___ PROVIDED DATA ___

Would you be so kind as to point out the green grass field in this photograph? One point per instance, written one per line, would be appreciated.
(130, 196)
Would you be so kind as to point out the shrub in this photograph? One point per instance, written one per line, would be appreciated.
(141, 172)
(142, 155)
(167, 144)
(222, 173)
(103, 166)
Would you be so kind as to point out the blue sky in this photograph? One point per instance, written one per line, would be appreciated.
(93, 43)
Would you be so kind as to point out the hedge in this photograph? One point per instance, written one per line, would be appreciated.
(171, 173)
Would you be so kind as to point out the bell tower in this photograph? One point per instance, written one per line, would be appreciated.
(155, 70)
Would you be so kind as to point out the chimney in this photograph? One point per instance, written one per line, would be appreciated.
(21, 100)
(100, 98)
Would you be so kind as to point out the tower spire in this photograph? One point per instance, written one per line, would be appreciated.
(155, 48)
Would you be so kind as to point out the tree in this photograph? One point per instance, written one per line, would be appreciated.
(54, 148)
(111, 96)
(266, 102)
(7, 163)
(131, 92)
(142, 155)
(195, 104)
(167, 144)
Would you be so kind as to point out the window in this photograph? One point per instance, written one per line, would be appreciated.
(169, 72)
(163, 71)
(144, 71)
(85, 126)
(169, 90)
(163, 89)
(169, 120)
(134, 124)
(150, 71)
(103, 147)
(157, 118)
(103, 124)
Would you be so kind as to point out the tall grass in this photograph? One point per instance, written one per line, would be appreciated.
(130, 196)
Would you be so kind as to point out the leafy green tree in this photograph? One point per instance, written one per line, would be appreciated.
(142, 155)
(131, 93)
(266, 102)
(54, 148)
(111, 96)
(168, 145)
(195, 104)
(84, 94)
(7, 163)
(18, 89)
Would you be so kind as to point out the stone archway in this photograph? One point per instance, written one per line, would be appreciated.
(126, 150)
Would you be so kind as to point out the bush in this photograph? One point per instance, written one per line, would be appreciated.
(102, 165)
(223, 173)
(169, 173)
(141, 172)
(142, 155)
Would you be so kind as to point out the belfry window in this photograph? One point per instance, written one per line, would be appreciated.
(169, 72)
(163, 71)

___

> WHAT THE TASK REQUIRES
Reproduce verbatim only the lines from the one holding "Would you be so kind as to point out the belfry" through the end of the records.

> ANSWER TO THIS TASK
Would you be so kind as to point out the belfry window in this photograph? One point per instance, written one per line, would be appreciated.
(169, 72)
(163, 71)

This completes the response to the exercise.